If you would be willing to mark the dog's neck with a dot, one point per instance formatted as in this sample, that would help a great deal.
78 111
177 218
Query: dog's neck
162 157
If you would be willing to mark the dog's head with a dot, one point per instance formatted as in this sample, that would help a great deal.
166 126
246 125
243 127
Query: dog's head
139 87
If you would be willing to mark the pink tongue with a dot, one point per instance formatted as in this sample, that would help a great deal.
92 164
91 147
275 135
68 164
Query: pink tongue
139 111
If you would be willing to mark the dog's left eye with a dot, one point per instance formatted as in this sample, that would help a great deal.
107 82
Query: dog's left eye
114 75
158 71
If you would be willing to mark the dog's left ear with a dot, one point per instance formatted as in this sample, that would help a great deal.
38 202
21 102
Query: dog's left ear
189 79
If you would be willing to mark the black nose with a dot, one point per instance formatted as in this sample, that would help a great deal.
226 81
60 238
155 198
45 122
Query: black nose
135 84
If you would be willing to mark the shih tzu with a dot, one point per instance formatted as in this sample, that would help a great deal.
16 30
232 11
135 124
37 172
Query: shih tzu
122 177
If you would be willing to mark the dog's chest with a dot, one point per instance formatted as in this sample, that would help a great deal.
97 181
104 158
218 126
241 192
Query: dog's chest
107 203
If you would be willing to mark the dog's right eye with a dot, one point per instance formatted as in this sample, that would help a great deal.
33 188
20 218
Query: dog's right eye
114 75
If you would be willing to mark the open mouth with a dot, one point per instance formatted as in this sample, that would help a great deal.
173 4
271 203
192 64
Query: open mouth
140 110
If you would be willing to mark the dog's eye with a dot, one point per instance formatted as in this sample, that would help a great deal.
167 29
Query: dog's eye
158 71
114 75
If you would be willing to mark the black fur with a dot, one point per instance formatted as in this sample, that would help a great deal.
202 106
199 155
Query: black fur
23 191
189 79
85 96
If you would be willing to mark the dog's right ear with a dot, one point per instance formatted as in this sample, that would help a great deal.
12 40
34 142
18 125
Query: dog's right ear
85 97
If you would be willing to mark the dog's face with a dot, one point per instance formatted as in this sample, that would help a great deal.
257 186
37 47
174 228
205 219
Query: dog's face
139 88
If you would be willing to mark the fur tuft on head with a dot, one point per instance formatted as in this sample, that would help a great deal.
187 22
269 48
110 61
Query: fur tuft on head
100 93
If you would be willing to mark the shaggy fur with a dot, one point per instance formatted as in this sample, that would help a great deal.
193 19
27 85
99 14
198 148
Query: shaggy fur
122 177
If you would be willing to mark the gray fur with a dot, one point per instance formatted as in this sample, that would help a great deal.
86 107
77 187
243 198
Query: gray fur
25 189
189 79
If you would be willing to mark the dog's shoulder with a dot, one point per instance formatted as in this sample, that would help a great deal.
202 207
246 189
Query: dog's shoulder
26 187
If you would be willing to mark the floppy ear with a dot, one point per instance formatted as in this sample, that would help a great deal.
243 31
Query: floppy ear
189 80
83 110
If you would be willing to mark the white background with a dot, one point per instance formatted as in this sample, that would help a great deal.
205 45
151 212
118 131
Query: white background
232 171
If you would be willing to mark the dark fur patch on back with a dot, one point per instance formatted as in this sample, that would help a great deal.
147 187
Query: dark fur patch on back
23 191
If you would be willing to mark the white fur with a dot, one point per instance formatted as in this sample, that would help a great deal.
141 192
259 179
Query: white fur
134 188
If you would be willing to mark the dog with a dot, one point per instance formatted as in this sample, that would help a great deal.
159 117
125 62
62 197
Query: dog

■ **Task statement**
Copy the data from the line containing "If you would be willing to mark the white background" through the end, changing "white fur" to "pale fur" and leaving everything else as it is. Give only those lines.

■ **Reply**
If you would be willing to mark the white background with a dot, one point per instance formatted as in this sample, that would help a great deal.
205 45
151 212
118 131
Query: white background
232 171
If you would be willing to mark the dark fur patch on back with a dot, one point per instance formatted as in this sample, that would help a great deal.
147 187
Query: dark fur patch on back
23 191
If you would be willing to mark the pale fur with a dot, one point per instance formatted as in this sample, that would help a great deal.
141 192
259 179
Query: pale fur
134 188
If you would be willing to mark the dog with a dot, one point per instance formatted as in this sample, that would help a great deal.
159 117
125 62
62 197
Query: dog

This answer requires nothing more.